→ The problem
Show every line in the entries below that contains the word "young". Copy each such line in full.

Saved entries:
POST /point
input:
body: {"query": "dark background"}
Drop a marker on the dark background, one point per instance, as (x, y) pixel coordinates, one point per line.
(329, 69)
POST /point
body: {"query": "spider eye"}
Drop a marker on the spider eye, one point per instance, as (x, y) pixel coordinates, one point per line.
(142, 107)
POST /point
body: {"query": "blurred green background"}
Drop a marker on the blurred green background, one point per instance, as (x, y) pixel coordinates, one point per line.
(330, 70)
==
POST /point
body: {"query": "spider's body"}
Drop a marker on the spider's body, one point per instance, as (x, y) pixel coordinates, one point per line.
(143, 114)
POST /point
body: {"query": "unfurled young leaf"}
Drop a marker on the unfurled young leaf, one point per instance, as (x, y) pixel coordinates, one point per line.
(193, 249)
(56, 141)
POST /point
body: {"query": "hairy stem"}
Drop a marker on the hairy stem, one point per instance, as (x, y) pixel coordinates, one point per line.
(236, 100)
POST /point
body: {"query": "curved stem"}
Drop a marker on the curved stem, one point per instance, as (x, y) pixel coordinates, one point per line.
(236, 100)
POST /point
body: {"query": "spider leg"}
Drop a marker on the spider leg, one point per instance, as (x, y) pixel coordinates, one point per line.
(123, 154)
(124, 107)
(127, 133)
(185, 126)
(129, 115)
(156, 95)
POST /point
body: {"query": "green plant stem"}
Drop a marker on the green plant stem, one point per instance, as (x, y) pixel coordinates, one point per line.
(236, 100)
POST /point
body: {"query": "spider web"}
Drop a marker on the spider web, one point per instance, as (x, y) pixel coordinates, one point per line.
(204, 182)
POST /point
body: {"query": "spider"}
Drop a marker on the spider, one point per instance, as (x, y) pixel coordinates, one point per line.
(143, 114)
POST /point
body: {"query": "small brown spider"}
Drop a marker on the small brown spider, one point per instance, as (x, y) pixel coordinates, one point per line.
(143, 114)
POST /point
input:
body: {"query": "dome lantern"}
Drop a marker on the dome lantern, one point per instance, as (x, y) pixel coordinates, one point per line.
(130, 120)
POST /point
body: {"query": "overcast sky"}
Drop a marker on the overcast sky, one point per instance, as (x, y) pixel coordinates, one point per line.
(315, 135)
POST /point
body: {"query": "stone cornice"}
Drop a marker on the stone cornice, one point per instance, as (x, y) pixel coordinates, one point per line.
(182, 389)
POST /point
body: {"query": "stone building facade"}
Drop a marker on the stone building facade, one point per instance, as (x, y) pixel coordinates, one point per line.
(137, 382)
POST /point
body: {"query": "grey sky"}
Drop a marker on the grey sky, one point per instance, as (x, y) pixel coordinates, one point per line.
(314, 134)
...
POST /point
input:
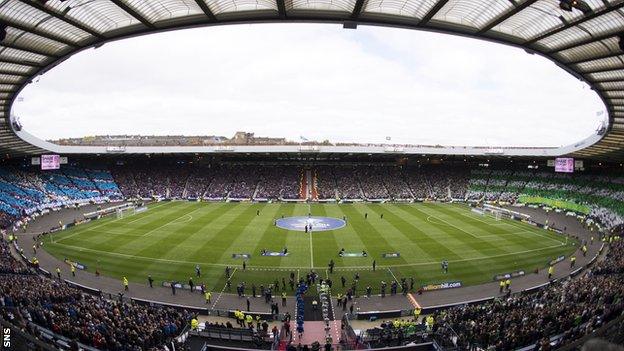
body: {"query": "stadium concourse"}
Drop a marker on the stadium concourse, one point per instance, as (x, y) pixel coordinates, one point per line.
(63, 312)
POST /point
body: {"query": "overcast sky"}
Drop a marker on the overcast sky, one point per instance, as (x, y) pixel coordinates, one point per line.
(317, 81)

→ Final result
body: {"query": "unfurled young leaf"}
Drop a marker on the unfurled young leaf, one point per instance, as (x, y) pixel coordinates, one point per line.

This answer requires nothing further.